Sa tante vient au micro. Elle crie sa douleur d’une voix rauque. Un cri guttural, un cri animal, un cri qui nous soulage, car il sort sans honte ce que l’on ressent tous à l’intérieur. Le cri cathartique de la peine sans filet.
“Ori, hayim sheli! Ori, ma vie. Atah Gibooooor, tu es un héroooos.”
Elle crie avec la voix rauque de la pleureuse, le cri de douleur et de rage de l’animal blessé qui n’a plus que faire de la pudeur.
Son père commence d’une voix forte. “Dieu a donné, Dieu a repris”.
La formule consacrée lorsqu’on apprend la mort d’un être cher – souvent d’un enfant.
Le père, dont on sent, au fond de la peine profonde, la piété encore plus profonde, même si brisée. C’est peut-être elle qui lui donne la force de ne pas retourner sa peine, ce jour-là, contre Dieu.
Son père nous confie qu’il avait toujours dit à ses plus jeunes fils “Ne prenez pas exemple sur moi. Prenez exemple sur Ori”.
“La générosité. Celui qui faisait toujours passer les autres avant lui.
Trop, nous rappelle-il. Il les a littéralement fait passer avant lui. Il est resté en arrière. Il en est mort.”
Il poursuit: “Sache mon fils qu’il n’y a pas un endroit où ta mère n’est pas allée, aux États-Unis, en Australie, depuis onze mois, pour parler de toi, pour réunir de l’aide pour qu’on te sorte de là. Pas un endroit où je ne suis allé, en Europe, en Orient, pour qu’on te sauve.
Pas une prière, pas un psaume, qu’on n’a pas dits.”
Et puis le père qui prend son courage dans sa voix, pour chanter pour son fils une prière qu’il aimait. Il chante d’une voix forte, qui se brise à la fin.
Il a fait venir le hazan qu’il aimait écouter pour Kippour, et lui aussi chantera une prière.
Le père termine dans un sanglot: “Peut-être que je n’ai pas prié assez!”
Lui s’appuie sur Dieu dans sa peine, sur sa piété. Son jeune fils s’appuie sur l’épaule de Hanan Ben Ari.
Au micro des endeuillés, l’artiste israélien chante l’une de ses chansons a capella, avec beaucoup de sobriété. Des soldats autour de moi chuchotent avec lui en se balançant doucement, les yeux fermés.
Donne moi la force
De trouver du courage en moi
voir un signe
Parce que l’enfant qui était en moi
Est mort depuis longtemps
Le lendemain, je verrai en gros plan à la télévision ce que j’ai entendu de loin à ce moment, Hanan chantant lui aussi les yeux fermés, serrant dans son bras libre l’un des jeunes frères d’Ori.

> [DONNÉES FOURNIES]:
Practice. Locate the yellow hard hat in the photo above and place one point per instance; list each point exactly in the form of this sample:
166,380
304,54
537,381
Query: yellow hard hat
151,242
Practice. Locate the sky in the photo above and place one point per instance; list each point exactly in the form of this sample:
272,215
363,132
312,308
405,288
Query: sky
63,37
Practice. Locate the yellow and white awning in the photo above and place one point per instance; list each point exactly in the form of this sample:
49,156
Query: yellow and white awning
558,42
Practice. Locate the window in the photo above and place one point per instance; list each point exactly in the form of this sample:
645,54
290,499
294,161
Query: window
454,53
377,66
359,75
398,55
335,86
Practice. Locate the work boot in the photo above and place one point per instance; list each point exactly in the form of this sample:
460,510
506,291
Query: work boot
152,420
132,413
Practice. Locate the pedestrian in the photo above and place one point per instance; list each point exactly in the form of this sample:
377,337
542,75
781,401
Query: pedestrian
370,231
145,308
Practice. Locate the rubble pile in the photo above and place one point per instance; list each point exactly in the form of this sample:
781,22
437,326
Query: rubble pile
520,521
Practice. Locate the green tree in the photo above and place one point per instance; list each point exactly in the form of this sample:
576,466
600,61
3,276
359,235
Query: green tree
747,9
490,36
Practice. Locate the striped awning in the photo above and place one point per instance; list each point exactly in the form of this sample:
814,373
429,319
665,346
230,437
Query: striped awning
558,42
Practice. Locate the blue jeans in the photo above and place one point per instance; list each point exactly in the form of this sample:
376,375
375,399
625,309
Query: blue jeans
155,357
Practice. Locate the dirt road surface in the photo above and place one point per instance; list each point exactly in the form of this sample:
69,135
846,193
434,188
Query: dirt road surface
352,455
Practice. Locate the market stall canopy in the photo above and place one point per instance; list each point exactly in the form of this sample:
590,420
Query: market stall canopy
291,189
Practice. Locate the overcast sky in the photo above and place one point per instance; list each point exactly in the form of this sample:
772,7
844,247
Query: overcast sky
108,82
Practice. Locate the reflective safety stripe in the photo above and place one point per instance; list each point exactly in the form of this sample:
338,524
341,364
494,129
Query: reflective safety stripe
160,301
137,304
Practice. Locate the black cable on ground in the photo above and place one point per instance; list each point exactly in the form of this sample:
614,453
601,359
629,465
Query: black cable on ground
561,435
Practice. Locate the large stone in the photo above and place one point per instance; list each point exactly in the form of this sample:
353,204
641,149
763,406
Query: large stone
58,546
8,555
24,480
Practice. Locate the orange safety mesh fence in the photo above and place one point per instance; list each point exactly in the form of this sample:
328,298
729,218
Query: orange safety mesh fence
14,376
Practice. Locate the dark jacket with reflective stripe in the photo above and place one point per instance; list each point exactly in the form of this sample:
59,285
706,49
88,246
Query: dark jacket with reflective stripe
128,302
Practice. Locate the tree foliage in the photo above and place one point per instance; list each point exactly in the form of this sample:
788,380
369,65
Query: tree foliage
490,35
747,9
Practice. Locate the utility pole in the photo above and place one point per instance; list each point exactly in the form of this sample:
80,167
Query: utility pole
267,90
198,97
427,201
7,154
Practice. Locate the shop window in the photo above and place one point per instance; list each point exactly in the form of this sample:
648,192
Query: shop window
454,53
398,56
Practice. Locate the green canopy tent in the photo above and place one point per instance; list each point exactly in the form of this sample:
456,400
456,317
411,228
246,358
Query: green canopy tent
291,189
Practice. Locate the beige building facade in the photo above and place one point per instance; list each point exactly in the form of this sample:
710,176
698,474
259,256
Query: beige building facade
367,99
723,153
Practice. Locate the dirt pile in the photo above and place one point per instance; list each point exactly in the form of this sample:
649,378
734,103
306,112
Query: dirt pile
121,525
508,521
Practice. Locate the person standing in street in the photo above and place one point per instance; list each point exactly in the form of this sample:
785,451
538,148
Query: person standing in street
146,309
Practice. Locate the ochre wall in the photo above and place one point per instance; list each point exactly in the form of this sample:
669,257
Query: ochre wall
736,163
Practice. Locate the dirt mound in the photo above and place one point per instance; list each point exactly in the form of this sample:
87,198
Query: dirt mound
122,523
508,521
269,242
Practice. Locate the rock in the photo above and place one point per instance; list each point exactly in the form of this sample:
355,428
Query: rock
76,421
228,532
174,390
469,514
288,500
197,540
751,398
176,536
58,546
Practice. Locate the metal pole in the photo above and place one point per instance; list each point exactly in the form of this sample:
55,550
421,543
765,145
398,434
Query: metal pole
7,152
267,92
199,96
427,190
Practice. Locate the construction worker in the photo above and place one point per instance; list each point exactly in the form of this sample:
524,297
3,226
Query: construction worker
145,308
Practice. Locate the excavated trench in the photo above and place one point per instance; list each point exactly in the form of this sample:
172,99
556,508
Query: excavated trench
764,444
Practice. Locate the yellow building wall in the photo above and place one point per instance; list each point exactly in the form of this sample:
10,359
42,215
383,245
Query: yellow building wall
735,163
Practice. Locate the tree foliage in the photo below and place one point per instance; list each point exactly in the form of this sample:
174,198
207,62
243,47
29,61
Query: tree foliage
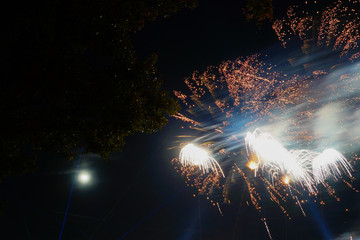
73,79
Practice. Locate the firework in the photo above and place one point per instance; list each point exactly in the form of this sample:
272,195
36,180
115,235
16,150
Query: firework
192,155
301,166
311,103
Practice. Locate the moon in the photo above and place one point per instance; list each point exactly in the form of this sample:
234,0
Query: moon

> [TRAVAIL À FAIRE]:
- a) Selon le récit des funérailles d'Ori, depuis combien de temps sa mère voyageait-elle pour parler de lui et réunir de l'aide ?
- b) Recopiez, s'il vous plaît, le passage du récit des funérailles d'Ori qui s'ouvre sur les mots contenant "Pas une prière, pas" et se referme sur "les yeux fermés.".
- c) Poursuivez le récit des funérailles d'Ori à partir de l'endroit où il s'arrête.

> [RÉPONSES RÉDIGÉES]:
- a) Depuis onze mois.

- b)
Pas une prière, pas un psaume, qu’on n’a pas dits.”
Et puis le père qui prend son courage dans sa voix, pour chanter pour son fils une prière qu’il aimait. Il chante d’une voix forte, qui se brise à la fin.
Il a fait venir le hazan qu’il aimait écouter pour Kippour, et lui aussi chantera une prière.
Le père termine dans un sanglot: “Peut-être que je n’ai pas prié assez!”
Lui s’appuie sur Dieu dans sa peine, sur sa piété. Son jeune fils s’appuie sur l’épaule de Hanan Ben Ari.
Au micro des endeuillés, l’artiste israélien chante l’une de ses chansons a capella, avec beaucoup de sobriété. Des soldats autour de moi chuchotent avec lui en se balançant doucement, les yeux fermés.

- c)
Et tu pleures à l’intérieur
Je te vois brûler
Tu as peur d’être d’accord
Que ce n’est pas seulement une période passagère
L’ado sanglote le visage vers le ciel sans chercher à se cacher, kippa rouge sur ses boucles noires, orthodontie découvertes par les lèvres tordues par le sanglot, le petit corps mince s’abandonne contre celui du chanteur, au moins dans la douleur il y a cela. Se laisser tomber contre quelqu’un, écouter la chanson les yeux fermés, se laisser bercer par les mots, et sangloter devant le cercueil fermé.
J’écris un poème la nuit
Cela efface ma tristesse
Quand je manque d’air
Je pleure seul dans la voiture
Combien d’entre eux ont pleuré seuls depuis 11 mois!
Silence
Un autre petit frère parle. Et puis une voix féminine monte entre les arbres.
Elle parle dans un seul sanglot doux, sans s’interrompre. Les autres faisaient des pauses, se reprenaient. Éclataient en sanglots; reniflaient; se taisaient.
Elle, rien de tout celà. Son hesped (adieu), c’est une rivière qui coule.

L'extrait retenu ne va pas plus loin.